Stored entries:

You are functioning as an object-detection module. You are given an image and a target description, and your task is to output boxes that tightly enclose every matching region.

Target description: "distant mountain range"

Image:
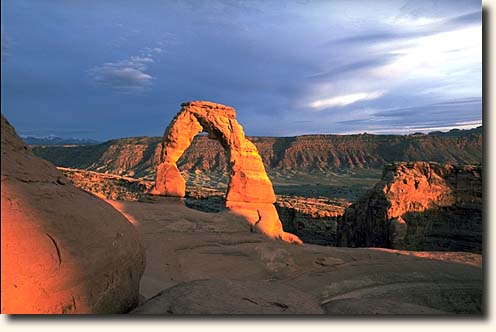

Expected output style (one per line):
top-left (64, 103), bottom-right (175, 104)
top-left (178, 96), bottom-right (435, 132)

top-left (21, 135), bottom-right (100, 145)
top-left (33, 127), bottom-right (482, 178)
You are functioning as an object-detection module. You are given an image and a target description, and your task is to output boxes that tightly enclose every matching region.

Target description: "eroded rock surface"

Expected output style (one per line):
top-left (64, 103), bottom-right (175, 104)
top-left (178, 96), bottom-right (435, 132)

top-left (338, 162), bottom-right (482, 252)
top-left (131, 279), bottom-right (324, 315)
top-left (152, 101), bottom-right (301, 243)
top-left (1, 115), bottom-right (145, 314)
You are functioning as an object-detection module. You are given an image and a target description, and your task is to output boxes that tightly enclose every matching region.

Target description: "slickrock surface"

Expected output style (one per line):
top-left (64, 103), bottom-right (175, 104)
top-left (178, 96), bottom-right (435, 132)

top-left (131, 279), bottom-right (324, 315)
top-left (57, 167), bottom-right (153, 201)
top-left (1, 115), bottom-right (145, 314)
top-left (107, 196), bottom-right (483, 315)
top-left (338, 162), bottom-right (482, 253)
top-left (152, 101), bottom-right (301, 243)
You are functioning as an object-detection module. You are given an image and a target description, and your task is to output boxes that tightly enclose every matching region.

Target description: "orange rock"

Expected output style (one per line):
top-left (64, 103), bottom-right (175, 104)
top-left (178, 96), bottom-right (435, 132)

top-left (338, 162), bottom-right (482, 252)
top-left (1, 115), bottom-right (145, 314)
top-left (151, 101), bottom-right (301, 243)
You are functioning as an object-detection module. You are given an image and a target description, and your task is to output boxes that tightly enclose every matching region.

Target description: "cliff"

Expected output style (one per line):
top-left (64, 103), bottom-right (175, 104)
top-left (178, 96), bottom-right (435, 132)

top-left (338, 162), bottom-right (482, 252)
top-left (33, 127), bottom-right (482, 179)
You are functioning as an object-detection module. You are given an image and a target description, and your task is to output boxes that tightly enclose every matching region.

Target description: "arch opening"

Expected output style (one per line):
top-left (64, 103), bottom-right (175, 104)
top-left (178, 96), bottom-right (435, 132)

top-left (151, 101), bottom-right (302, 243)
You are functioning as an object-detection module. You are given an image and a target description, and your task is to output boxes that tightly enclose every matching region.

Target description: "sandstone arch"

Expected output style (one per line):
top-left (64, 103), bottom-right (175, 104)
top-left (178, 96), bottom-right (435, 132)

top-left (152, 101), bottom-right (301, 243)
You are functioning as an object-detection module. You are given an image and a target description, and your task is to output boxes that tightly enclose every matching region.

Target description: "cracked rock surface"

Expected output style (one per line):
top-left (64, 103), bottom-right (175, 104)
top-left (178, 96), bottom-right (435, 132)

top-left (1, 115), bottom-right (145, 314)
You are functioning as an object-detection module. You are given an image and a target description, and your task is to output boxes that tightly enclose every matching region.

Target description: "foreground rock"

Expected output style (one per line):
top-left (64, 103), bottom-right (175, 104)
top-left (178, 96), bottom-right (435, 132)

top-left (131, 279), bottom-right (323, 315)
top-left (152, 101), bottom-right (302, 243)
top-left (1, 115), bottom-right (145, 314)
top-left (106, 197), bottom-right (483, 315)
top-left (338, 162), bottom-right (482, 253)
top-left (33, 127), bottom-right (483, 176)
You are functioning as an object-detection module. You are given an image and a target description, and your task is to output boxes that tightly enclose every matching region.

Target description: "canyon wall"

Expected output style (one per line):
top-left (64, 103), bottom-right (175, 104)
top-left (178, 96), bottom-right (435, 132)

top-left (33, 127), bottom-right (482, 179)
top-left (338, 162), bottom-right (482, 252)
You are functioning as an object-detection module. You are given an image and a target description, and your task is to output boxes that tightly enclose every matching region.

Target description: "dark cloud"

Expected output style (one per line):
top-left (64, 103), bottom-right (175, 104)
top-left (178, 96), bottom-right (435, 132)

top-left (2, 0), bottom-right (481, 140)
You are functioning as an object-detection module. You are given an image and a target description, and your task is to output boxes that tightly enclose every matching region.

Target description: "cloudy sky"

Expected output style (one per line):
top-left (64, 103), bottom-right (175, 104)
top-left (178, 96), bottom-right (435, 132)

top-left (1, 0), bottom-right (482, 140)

● Set task
Pull out every line in the stored entries that contains the string "arch" and copy each one.

● Answer for this exercise
Target description: "arch opening"
Target description: "sandstone arch"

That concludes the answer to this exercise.